Saved data entries:
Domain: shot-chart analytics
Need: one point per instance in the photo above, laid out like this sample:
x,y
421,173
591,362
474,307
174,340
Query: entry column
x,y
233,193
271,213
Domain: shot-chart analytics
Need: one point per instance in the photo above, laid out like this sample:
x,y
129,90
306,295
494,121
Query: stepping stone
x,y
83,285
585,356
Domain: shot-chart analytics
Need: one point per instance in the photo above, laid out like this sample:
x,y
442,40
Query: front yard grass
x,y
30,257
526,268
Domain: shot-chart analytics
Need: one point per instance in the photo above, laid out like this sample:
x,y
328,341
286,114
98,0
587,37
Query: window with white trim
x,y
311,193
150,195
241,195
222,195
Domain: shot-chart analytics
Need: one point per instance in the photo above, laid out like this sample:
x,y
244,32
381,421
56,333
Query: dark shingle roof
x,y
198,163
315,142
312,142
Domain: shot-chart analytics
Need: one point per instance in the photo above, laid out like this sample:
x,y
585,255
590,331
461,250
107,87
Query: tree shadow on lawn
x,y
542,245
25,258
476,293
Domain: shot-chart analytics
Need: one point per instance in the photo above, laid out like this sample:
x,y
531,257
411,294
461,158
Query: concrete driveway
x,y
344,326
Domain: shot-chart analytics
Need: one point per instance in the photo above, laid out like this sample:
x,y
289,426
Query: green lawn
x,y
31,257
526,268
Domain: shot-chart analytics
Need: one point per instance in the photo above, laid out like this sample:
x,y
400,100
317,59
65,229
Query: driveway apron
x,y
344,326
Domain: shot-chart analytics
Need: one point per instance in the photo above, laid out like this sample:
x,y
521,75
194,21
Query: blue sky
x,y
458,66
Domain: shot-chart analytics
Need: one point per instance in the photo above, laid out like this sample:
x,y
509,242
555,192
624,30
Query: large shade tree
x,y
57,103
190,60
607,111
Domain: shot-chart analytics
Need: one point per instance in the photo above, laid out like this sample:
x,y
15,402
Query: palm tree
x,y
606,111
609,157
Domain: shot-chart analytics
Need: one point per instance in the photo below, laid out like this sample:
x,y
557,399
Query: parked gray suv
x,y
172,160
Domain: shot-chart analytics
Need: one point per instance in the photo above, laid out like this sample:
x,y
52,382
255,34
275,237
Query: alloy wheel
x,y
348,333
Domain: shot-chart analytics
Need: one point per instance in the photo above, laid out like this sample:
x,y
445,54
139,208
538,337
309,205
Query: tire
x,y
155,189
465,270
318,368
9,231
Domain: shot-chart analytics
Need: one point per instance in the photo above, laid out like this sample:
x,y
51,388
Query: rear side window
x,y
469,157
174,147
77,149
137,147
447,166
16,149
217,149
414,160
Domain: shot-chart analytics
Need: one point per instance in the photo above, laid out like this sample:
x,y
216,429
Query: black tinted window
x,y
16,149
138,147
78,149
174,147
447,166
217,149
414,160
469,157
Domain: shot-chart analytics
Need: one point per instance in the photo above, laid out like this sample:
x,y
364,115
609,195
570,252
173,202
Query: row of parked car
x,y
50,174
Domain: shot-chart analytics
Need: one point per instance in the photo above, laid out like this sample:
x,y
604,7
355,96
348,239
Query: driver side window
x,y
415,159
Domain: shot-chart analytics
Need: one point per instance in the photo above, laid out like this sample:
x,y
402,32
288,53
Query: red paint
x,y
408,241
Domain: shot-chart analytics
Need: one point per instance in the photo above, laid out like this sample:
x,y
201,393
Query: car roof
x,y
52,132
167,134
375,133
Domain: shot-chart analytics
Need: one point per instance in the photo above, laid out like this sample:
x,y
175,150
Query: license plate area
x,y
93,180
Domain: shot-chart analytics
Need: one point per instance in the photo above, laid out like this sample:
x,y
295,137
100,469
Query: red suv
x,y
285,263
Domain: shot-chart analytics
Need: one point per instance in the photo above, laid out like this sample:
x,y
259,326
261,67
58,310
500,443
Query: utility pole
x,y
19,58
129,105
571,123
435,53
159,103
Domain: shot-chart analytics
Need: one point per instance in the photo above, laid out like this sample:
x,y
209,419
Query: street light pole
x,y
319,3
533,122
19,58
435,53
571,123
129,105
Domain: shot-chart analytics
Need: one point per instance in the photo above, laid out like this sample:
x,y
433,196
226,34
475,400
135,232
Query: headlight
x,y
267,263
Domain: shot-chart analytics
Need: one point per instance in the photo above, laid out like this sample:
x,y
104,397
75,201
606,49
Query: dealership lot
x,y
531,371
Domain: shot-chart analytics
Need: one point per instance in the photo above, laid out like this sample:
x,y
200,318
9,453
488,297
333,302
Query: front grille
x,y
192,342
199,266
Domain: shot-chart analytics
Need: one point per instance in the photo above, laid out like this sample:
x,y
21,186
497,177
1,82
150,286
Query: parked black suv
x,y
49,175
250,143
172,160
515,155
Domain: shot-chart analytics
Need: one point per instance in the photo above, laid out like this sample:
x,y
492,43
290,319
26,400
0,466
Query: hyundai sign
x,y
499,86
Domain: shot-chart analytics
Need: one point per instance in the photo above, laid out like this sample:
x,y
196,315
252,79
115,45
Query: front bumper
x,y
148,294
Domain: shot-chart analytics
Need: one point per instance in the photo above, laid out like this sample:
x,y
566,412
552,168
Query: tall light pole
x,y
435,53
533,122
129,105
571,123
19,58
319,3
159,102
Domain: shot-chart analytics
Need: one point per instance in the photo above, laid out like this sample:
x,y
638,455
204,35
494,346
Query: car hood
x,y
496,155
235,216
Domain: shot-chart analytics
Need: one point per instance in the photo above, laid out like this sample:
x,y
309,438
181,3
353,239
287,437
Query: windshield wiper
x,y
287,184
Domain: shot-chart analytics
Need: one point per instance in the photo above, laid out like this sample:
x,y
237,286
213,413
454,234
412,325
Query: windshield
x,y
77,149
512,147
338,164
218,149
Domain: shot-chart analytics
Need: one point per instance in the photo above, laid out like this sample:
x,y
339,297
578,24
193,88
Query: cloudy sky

**WHAT NEEDS TO BE DONE**
Once you have read the records above, write them all out exactly.

**WRITTEN RESPONSE**
Domain: shot-chart analytics
Need: one point per instance in the photo above, laid out like this sample:
x,y
421,173
591,362
474,307
174,340
Query: entry column
x,y
233,193
271,213
Domain: shot-chart analytics
Need: one point per instance in the photo above, laid out like this sample:
x,y
129,90
306,295
494,121
Query: stepping stone
x,y
83,285
585,356
Domain: shot-chart analytics
Need: one point per instance in the photo above, laid out like this sample:
x,y
442,40
Query: front yard grass
x,y
30,257
526,268
Domain: shot-chart analytics
Need: one point per instance in the photo above, laid out like this sample:
x,y
328,341
286,114
98,0
587,37
Query: window with white trim
x,y
311,193
150,195
241,195
222,195
Domain: shot-chart analytics
Need: one point per instance in the photo above, laid out like this sample:
x,y
244,32
381,421
56,333
Query: dark shingle roof
x,y
198,163
315,142
312,142
Domain: shot-chart analytics
Need: one point per instance in the photo above, laid out like this sample:
x,y
585,255
590,331
461,250
107,87
Query: tree shadow on lawn
x,y
542,245
25,258
476,293
Domain: shot-chart analytics
Need: one point per instance in the photo above, laid out like this sample:
x,y
531,257
411,294
461,158
Query: concrete driveway
x,y
344,326
Domain: shot-chart analytics
Need: one point per instance in the photo above, laid out like this sample:
x,y
289,426
Query: green lawn
x,y
31,257
526,268
Domain: shot-chart analytics
Need: one point per instance in the photo above, laid out like this sample:
x,y
400,100
317,59
65,229
Query: driveway apron
x,y
344,326
Domain: shot-chart analytics
Need: one point per instance in the photo above, laid out like this sample:
x,y
521,75
194,21
Query: blue sky
x,y
458,66
Domain: shot-chart analytics
Need: one point per instance in the photo above, laid out like this sample:
x,y
509,242
555,192
624,30
Query: large shade tree
x,y
57,103
190,60
607,111
Domain: shot-chart analytics
Need: one point per instance in the photo above, laid out like this sample:
x,y
15,402
Query: palm tree
x,y
606,111
609,157
Domain: shot-chart analytics
Need: one point per instance in the photo below, laid out like this sample:
x,y
557,399
Query: parked gray suv
x,y
172,160
Domain: shot-chart analytics
Need: one point per instance in the photo above, laid out like this sample:
x,y
52,382
255,34
275,237
Query: alloy wheel
x,y
348,333
Domain: shot-chart analytics
Need: one point per instance in the photo above, laid out like this sample:
x,y
445,54
139,208
538,337
309,205
Query: tire
x,y
155,189
465,270
318,368
9,231
Domain: shot-chart analytics
Need: one point per instance in the photo above, laid out like this sample:
x,y
51,388
Query: rear side window
x,y
469,157
174,147
77,149
137,147
447,166
16,149
217,149
414,160
Domain: shot-chart analytics
Need: one point per instance in the photo above, laid out like this sample:
x,y
216,429
Query: black tinted window
x,y
16,149
138,147
78,149
174,147
447,166
217,149
414,160
469,157
Domain: shot-chart analytics
Need: one point per instance in the photo above, laid out like this sample:
x,y
364,115
609,195
570,252
173,202
Query: row of parked car
x,y
50,174
Domain: shot-chart analytics
Need: one point per instance in the photo above, laid out like this sample:
x,y
604,7
355,96
348,239
Query: driver side window
x,y
415,159
Domain: shot-chart analytics
Need: one point per instance in the photo above, laid out like this sample:
x,y
402,32
288,53
Query: red paint
x,y
408,241
Domain: shot-chart analytics
Need: one point per instance in the photo above, laid out like this sample:
x,y
201,393
Query: car roof
x,y
52,132
167,134
375,133
Domain: shot-chart analytics
Need: one point per instance in the photo above, laid out like this sample:
x,y
175,150
Query: license plate area
x,y
93,180
Domain: shot-chart analytics
Need: one point per instance in the photo above, laid out like this sample:
x,y
295,137
100,469
Query: red suv
x,y
285,263
Domain: shot-chart analytics
Need: one point per instance in the photo above, laid out like this sample:
x,y
259,326
261,67
58,310
500,443
Query: utility pole
x,y
19,58
129,105
571,123
435,53
159,103
Domain: shot-chart analytics
Need: one point per instance in the photo above, laid out like this sample:
x,y
209,419
Query: street light pole
x,y
319,3
533,122
19,58
435,53
571,123
129,105
Domain: shot-chart analytics
Need: one point per instance in the photo above, laid out like this sample:
x,y
433,196
226,34
475,400
135,232
Query: headlight
x,y
267,263
Domain: shot-chart analytics
Need: one point per instance in the photo above, laid out like this sample:
x,y
104,397
75,201
606,49
Query: dealership lot
x,y
531,371
Domain: shot-chart analytics
Need: one point per instance in the photo above, laid out like this sample:
x,y
200,318
9,453
488,297
333,302
Query: front grille
x,y
192,342
199,266
Domain: shot-chart analytics
Need: one point per instance in the photo above, laid out like this sample:
x,y
21,186
497,177
1,82
150,286
Query: parked black suv
x,y
49,175
250,143
172,160
515,155
Domain: shot-chart analytics
Need: one point per instance in the photo above, laid out like this sample:
x,y
492,43
290,319
26,400
0,466
Query: hyundai sign
x,y
499,86
Domain: shot-chart analytics
Need: one point per instance in the photo above, laid out like this sample:
x,y
196,315
252,79
115,45
Query: front bumper
x,y
148,294
Domain: shot-chart analytics
Need: one point per instance in the photo above, laid out like this sample:
x,y
566,412
552,168
Query: tall light pole
x,y
435,53
533,122
129,105
571,123
19,58
319,3
159,102
Domain: shot-chart analytics
Need: one point per instance in the photo above, laid out like this sample:
x,y
638,455
204,35
494,346
Query: car hood
x,y
496,155
235,216
Domain: shot-chart analytics
Need: one point per instance in the photo above, laid out like this sample:
x,y
309,438
181,3
353,239
287,437
Query: windshield wiper
x,y
287,184
Domain: shot-chart analytics
Need: one point per instance in the photo above, laid out like this sample:
x,y
237,286
213,413
454,234
412,325
Query: windshield
x,y
77,149
512,147
338,164
218,149
Domain: shot-chart analytics
Need: one point per instance in the photo above, laid out like this sample:
x,y
339,297
578,24
193,88
Query: cloudy sky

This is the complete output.